[Object point labels]

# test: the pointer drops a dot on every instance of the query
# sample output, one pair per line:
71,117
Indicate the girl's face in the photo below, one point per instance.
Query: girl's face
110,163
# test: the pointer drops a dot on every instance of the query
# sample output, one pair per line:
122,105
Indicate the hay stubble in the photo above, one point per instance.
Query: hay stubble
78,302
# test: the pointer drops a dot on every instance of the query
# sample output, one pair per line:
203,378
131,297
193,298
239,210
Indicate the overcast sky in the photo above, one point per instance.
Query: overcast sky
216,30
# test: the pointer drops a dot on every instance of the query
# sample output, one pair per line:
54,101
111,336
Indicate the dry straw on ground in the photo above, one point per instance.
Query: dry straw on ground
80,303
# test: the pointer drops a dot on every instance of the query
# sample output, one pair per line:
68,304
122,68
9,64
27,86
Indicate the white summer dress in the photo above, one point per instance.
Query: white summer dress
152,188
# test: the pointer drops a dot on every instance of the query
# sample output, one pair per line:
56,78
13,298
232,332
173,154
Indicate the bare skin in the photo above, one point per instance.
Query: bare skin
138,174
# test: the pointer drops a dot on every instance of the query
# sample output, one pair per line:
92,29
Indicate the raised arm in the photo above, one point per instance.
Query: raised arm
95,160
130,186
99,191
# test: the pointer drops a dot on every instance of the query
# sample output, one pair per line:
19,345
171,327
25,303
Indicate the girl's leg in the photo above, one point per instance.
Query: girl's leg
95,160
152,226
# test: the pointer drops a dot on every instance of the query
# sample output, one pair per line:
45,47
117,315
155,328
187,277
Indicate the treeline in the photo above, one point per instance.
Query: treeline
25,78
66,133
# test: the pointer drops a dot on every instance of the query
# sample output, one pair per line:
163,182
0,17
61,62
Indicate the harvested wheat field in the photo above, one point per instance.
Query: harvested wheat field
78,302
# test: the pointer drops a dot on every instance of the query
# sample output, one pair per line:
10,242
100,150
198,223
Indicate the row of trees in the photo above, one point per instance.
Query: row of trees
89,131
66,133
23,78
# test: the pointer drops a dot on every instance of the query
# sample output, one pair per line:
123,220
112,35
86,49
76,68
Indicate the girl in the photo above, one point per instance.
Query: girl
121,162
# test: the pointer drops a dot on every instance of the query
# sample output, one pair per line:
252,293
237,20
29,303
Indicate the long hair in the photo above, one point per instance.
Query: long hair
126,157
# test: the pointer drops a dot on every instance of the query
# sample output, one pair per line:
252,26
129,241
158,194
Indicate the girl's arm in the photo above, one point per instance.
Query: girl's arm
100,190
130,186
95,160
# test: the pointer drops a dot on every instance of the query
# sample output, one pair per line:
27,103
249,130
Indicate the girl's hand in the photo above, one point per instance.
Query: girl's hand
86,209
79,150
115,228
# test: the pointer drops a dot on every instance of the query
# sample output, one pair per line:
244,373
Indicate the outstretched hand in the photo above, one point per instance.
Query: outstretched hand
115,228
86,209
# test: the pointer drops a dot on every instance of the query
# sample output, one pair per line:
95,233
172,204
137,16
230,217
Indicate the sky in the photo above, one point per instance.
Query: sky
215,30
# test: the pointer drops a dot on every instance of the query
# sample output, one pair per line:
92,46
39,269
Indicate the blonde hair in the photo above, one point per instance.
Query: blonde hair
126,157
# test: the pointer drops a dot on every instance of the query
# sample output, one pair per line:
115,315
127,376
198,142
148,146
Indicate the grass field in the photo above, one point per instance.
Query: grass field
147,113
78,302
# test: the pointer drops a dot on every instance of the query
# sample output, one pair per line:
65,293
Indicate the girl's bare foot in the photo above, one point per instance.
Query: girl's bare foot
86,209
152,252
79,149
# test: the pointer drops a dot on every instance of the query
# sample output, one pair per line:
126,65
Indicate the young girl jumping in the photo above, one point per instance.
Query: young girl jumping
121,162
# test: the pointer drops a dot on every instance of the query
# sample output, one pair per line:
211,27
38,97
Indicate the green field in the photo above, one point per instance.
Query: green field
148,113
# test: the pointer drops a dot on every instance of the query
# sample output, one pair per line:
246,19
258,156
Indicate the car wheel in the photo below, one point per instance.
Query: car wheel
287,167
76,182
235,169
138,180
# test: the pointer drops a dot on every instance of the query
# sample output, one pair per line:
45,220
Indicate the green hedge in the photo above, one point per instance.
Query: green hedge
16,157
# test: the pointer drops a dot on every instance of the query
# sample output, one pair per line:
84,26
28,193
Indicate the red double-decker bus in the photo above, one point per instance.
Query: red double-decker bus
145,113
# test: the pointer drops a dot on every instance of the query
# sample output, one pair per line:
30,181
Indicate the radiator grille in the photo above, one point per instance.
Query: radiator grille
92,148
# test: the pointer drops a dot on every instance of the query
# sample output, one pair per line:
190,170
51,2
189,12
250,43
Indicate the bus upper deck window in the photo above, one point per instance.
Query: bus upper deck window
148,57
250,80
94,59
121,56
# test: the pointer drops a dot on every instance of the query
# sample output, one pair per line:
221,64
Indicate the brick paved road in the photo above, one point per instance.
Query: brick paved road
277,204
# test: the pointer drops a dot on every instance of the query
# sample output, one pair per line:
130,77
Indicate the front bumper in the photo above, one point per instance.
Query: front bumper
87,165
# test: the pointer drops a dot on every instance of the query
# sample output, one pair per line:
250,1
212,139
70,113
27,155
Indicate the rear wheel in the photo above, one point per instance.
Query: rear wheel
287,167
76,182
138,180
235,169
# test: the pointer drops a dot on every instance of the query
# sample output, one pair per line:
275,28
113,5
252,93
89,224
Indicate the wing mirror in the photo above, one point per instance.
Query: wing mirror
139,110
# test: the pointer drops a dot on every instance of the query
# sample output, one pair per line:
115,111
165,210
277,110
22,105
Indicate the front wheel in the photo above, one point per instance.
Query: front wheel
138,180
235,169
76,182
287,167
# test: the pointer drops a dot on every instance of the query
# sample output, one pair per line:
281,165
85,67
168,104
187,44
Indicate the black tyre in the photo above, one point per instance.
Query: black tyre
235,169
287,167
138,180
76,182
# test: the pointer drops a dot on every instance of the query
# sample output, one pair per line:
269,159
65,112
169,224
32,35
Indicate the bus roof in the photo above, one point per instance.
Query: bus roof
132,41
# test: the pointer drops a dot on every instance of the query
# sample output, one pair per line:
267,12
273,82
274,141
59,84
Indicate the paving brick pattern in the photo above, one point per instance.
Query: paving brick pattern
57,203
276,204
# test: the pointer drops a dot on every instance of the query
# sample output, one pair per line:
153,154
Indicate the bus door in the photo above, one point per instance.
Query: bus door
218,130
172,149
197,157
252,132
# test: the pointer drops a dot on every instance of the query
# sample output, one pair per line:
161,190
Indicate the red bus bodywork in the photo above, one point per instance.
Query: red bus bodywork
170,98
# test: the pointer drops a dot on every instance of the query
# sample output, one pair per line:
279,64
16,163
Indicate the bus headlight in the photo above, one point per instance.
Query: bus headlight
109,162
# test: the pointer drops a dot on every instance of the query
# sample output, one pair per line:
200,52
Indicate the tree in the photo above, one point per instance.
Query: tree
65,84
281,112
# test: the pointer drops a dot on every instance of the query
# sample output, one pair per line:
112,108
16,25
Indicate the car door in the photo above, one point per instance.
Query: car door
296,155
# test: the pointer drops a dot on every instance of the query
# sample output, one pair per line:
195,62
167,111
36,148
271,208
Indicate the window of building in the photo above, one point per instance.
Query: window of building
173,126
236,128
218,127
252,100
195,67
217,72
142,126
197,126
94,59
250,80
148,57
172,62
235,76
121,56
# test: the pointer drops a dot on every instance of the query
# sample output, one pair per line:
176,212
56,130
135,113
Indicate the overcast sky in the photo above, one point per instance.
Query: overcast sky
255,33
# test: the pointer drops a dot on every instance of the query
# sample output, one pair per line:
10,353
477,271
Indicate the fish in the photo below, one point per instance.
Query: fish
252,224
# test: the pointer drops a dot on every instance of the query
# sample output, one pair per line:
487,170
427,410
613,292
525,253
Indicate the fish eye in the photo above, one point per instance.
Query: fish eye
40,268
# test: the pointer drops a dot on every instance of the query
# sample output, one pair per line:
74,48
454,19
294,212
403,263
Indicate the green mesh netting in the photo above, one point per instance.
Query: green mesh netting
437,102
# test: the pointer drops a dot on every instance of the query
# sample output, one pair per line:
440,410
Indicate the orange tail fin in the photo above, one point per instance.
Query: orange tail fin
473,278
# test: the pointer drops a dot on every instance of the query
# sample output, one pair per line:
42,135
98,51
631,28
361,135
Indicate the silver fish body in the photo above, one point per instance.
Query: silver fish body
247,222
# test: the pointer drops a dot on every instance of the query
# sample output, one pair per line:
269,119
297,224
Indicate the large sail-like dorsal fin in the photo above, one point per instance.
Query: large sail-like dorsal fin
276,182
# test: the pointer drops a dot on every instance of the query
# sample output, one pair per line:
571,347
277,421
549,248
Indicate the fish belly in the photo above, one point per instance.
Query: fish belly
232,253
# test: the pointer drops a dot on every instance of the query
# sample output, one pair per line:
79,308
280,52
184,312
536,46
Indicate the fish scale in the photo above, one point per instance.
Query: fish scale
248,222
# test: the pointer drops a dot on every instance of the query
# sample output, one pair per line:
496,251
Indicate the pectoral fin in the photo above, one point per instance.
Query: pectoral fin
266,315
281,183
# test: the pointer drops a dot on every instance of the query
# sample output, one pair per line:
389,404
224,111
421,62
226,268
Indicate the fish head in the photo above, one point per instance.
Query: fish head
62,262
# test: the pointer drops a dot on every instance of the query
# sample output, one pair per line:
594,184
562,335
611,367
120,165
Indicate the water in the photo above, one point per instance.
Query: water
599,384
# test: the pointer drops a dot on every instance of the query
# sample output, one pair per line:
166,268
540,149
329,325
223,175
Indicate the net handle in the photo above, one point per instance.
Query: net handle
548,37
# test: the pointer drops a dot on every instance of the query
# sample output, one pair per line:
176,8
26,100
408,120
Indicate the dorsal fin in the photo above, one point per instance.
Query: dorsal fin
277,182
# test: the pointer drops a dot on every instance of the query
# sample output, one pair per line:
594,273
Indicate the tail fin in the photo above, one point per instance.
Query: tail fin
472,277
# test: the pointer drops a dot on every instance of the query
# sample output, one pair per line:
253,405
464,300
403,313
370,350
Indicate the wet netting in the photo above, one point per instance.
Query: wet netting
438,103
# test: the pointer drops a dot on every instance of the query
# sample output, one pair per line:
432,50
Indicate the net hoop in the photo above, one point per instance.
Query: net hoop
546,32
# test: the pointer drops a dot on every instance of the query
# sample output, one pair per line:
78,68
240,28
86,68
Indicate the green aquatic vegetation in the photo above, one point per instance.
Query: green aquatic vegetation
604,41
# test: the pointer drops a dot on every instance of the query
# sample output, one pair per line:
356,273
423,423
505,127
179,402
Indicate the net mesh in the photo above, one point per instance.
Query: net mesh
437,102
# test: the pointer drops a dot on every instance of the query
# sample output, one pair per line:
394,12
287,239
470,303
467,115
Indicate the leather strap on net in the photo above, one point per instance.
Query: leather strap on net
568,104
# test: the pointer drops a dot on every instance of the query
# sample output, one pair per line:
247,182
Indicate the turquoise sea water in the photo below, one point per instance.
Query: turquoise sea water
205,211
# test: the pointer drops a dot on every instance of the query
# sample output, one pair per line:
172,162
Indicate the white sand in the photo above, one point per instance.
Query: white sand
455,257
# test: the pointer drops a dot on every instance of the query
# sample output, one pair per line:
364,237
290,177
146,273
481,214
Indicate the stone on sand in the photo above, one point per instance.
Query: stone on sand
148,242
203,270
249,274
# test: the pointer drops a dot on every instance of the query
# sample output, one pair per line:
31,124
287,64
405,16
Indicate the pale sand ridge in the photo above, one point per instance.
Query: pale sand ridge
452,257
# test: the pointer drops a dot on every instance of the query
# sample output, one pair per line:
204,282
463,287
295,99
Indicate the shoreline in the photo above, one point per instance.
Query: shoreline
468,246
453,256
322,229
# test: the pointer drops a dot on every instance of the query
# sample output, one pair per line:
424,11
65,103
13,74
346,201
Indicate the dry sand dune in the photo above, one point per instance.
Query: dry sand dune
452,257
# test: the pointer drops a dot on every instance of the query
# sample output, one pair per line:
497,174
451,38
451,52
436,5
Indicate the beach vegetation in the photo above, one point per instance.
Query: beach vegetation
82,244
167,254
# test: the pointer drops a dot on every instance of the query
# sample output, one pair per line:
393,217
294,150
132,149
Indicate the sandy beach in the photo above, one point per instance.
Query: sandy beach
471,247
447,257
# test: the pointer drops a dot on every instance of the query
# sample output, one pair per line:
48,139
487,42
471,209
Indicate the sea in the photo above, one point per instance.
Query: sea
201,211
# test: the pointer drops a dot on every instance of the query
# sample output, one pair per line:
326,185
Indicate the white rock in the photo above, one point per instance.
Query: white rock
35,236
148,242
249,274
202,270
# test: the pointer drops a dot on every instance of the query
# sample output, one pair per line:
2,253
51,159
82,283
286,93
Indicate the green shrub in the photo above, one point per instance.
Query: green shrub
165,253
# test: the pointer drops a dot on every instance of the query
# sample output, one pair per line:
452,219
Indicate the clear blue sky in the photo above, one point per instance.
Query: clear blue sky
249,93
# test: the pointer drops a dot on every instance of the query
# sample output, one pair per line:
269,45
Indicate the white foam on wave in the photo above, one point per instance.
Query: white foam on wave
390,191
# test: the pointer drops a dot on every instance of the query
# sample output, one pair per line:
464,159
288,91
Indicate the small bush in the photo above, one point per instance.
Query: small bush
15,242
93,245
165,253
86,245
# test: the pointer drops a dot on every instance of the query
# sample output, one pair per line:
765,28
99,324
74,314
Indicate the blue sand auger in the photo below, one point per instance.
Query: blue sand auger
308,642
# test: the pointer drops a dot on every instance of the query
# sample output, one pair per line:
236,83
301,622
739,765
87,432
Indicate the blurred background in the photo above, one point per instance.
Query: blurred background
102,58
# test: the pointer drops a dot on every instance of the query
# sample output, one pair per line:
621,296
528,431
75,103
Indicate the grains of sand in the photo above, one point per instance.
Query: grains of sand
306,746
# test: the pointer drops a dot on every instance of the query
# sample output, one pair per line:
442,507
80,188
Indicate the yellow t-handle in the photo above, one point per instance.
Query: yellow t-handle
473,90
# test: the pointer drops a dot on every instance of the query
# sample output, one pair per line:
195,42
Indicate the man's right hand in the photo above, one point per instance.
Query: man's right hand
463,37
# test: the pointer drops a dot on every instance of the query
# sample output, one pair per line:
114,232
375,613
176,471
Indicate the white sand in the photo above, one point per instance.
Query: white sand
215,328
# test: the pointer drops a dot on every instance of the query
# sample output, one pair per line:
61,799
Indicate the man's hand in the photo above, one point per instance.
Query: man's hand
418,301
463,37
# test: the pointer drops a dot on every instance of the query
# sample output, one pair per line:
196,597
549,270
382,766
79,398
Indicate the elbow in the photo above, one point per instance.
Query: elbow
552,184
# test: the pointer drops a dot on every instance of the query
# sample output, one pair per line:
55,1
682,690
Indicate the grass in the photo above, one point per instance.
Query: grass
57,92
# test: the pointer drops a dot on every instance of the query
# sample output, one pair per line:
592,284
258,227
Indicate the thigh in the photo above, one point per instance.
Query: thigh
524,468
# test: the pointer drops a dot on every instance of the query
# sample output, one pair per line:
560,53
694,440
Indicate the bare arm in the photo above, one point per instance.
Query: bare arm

◆ **Work required**:
Count the lines of the entries above that contain the string "like", with case taken into account, and give only the number.

◆ **Solution to the exercise**:
2